→ **Given passage**:
________

Since initiation and activation of a chemical or biochemical process requires mixing between reagents, microfluidic systems have much to offer, but a useful microfabricated system should be able to provide not only effective and convenient means to drive and guide liquids in microchannels but also efficient and rapid means to mix them.
Different methods have been proposed to enhance mixing in microfluidic systems, both active and passive. Passive methods are the most attractive since they do not require external energy, while mixing, due to the dominating laminar flow, relies entirely on diffusion or chaotic advection. These methods work by increasing the contact surface and/or decreasing the diffusion path to improve mixing, but the design and manufacture is not always simple and the use of a pump to drive liquids through the channels is in most cases still a need.

________

→ **Your tasks**:
1. In the passage on microfluidic mixing, what makes passive methods the most attractive?
2. Set down word for word the part of the passage on microfluidic mixing starting with "Since initiation and" and going on through "to mix them.".
The material after this point plays no part in the work here.

→ **Material**:

________

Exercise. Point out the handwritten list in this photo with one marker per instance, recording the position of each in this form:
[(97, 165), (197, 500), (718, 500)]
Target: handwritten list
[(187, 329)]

________

→ **Answers to the tasks**:
1. They do not require external energy.

2.
Since initiation and activation of a chemical or biochemical process requires mixing between reagents, microfluidic systems have much to offer, but a useful microfabricated system should be able to provide not only effective and convenient means to drive and guide liquids in microchannels but also efficient and rapid means to mix them.